FRAGMENTO SELECCIONADO:
____
Me dirás: si yo sufro de dispersión u obsesión, me las
arreglaré para superarlas mediante un ejercicio intensivo de relajación y
concentración. Pero si el fuego me viene del otro, ¿qué se puede hacer? ¿Quién
puede penetrar en el santuario de la libertad del otro? ¿Quién puede abstraerse
por completo de la presencia humana y refugiarse en el corazón de la soledad,
en el desierto, como un anacoreta? En suma, ¿habrá alguna forma de mitigar o
anular los inevitables impactos que nos vienen del otro?
Sí la
hay: es el deporte del amor. Pero, antes de entrar a explicarlo, aconsejaría al
lector ir adquiriendo, por sí mismo, una sabiduría personal y experimental en
base a unas cuantas líneas fuertes de este libro: despertar, relativizar,
desasirse, controlarse... Asimismo, me permitiría sugerirle tener presentes
unos cuantos apartados de mi libro “Sube conmigo”: respetarse, adaptarse,
comprenderse, aceptarse, acogerse, comunicarse...
* * *
El arte que vengo a enseñarte es
difícil, casi utópico, pero de milagrosos efectos liberadores. Son muchos los
que lo practican; así que es factible. Es un arte eminentemente cristiano,
pero no exclusivamente. Cuando uno se siente amado por Dios como hijo único,
ese arte de amar no sólo es fácil, sino casi inevitable. Pero también pueden
practicarlo los que no tienen experiencia de fe; y, de todas formas, aquí lo
recomendamos a título de terapia liberadora.
____
PLANTEAMIENTO DEL PROBLEMA: Prosigue el fragmento sobre el arte de amar como terapia liberadora a partir de su última oración.

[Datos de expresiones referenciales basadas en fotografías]
____
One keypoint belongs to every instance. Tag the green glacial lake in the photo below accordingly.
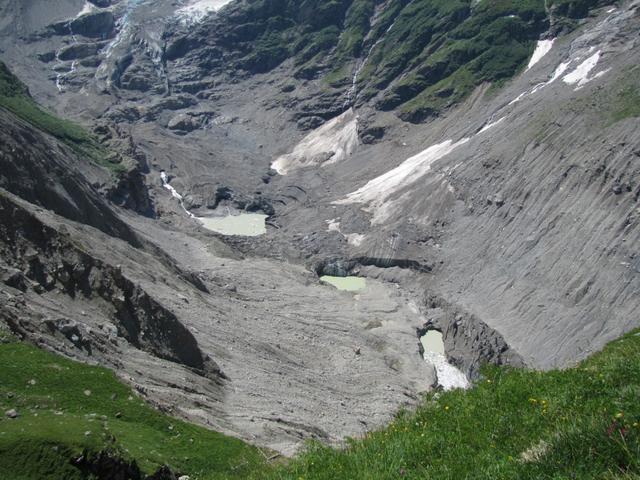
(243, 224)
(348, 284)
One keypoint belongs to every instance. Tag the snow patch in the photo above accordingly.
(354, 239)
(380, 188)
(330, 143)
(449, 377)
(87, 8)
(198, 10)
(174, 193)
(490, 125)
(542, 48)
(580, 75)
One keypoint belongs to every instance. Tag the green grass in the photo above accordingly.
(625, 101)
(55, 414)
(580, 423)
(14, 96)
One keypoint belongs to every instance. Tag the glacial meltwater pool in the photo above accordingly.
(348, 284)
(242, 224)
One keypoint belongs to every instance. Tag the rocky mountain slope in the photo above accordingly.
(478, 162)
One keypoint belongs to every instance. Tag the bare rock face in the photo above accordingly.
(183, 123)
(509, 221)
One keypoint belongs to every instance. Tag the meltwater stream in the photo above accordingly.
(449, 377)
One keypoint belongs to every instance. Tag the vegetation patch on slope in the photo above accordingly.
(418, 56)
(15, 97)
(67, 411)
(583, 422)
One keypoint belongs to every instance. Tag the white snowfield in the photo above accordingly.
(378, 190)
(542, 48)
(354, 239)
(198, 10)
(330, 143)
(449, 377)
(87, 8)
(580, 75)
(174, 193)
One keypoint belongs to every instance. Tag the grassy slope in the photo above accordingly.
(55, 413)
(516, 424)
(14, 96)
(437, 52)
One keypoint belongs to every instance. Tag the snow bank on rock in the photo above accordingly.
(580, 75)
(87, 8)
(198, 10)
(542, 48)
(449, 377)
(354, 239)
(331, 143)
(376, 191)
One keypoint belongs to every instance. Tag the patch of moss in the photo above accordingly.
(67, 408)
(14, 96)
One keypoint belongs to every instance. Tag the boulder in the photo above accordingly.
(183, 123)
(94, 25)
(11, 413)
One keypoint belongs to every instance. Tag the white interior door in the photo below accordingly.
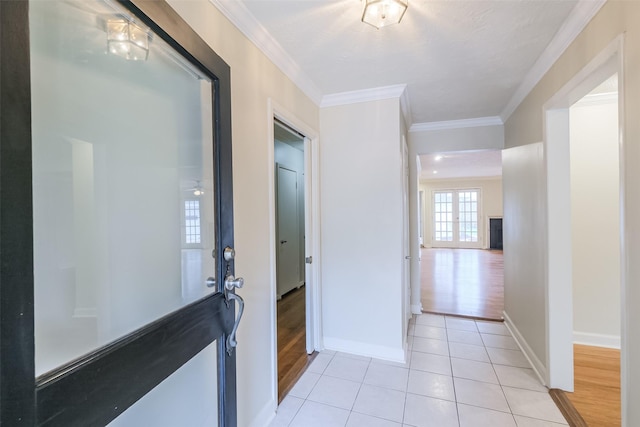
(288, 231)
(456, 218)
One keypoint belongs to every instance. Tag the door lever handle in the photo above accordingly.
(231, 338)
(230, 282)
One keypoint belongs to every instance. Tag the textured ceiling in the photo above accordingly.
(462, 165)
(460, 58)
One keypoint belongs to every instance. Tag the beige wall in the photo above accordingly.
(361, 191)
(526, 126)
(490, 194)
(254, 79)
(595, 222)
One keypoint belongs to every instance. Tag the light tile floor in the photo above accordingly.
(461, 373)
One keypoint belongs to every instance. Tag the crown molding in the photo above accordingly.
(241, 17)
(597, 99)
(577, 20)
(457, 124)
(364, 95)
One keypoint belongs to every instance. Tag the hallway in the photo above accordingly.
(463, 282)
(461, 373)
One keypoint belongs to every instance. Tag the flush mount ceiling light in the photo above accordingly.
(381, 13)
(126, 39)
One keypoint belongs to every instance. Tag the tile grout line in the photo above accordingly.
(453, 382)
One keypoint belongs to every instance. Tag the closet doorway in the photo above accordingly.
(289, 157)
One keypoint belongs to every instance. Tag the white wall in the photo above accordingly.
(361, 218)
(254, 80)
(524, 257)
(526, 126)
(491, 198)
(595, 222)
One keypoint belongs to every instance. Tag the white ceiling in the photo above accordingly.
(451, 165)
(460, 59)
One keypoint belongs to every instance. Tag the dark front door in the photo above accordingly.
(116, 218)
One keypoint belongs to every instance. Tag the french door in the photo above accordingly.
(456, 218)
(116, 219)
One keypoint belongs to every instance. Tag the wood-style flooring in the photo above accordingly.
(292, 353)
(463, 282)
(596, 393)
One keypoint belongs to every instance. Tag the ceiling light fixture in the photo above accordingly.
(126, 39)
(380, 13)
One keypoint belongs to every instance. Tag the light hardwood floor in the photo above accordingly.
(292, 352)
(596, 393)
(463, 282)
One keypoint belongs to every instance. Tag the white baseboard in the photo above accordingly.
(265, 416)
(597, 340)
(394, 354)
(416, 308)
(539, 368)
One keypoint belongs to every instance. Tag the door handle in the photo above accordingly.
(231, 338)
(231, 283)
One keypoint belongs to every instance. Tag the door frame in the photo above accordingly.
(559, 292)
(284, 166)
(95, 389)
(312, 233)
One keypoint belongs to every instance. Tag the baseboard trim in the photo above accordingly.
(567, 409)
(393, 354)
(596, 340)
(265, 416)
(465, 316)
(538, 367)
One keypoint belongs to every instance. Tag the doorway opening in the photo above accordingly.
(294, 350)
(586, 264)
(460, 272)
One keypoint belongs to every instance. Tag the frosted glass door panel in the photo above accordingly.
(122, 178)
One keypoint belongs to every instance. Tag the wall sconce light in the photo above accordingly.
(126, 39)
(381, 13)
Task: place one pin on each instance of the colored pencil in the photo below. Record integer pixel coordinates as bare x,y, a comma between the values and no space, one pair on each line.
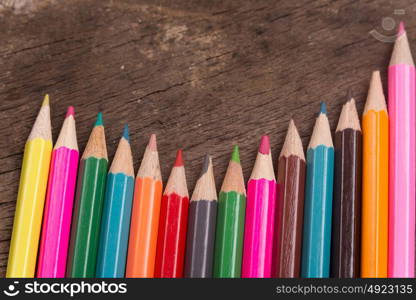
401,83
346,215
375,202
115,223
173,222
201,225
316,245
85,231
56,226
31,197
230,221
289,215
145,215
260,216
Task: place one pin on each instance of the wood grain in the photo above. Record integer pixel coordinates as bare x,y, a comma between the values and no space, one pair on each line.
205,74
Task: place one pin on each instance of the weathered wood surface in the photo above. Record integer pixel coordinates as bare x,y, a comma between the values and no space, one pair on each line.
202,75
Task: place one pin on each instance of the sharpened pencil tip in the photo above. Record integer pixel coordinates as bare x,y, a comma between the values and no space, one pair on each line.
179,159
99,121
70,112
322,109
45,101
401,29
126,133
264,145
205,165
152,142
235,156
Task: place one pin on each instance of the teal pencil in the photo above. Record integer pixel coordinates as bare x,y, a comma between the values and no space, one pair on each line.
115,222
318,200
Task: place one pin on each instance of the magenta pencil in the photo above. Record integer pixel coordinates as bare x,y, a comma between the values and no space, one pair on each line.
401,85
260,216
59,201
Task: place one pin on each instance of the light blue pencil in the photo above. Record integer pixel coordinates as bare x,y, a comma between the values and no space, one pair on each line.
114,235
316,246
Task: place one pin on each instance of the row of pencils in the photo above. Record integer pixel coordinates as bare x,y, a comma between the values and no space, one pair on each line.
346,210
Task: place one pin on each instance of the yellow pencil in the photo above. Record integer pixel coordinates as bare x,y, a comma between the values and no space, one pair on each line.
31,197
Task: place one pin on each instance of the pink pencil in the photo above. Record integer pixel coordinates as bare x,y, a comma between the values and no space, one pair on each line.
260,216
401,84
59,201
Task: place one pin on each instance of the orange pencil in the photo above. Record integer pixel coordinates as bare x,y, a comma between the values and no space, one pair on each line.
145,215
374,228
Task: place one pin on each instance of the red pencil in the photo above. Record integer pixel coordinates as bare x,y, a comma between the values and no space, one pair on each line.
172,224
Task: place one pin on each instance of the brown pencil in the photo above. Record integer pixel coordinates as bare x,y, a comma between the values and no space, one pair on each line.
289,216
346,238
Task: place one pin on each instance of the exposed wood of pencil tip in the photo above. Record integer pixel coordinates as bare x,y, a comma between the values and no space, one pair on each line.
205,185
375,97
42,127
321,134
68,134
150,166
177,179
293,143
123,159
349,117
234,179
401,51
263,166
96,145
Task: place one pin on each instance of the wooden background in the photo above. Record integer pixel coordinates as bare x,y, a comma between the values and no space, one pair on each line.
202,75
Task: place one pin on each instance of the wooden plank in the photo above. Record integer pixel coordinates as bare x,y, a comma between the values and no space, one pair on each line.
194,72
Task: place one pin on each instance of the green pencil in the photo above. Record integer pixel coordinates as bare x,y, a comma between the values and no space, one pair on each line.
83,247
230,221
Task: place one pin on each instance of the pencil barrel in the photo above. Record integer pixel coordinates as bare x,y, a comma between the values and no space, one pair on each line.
____
RESULTADO DEL EJERCICIO:
Se
trata de dedicarse a amar precisamente a aquellos de quienes has recibido
desilusión o te han traicionado.
Cada vez que recibas un impacto
negativo, concéntrate, tranquilízate y dedícate a amar a esa persona, asentir
amor por ella; a transmitirle ondas amatorias, a envolverlo, mental y
cordialmente, en ternura y cariño. Fulano te ha insultado. No importa. Retírate
y dedícate al deporte de amarlo: piensa en él, transmítele ondas de cariño y
benevolencia. Amalo inmensamente, incansablemente.
Te han retirado la palabra, acabas
de enterarte de una traición. No importa. Retírate, concéntrate en ellos y
envíales fuego de amor, ámalos incondicionalmente, ciegamente; sin hacer caso
del amor herido, envuélvelos en dulzura, bondad, suavidad. Ni siquiera tienes
que dedicarte a perdonarlos, sino a amarlos. Envíales tu corazón y tus entrañas,
traspasados de ternura por ellos.
En fin, cada vez que alguien te
haga sufrir, retírate al silencio de tu cuarto, y, en lugar de enviarle ondas
agresivas (que sólo a ti te dañan), ínúndalo de dulzura mentalmente, llénalo de
cariño, ámalo incansablemente.
* * *
Esto
parece, me dirás, una locura incomprensible.
Así
será. Pero yo estoy en condiciones de afirmar que no hay en el mundo terapia
tan liberadora como ésta. Es la más sublime libertad; es, justamente, la
Perfecta Alegría.
Y es, por otra parte, el Gran
Mandamiento del Señor, pero que yo, en este momento, lo recomiendo como la
manera más eficaz de liberarse del sufrimiento que proviene del otro.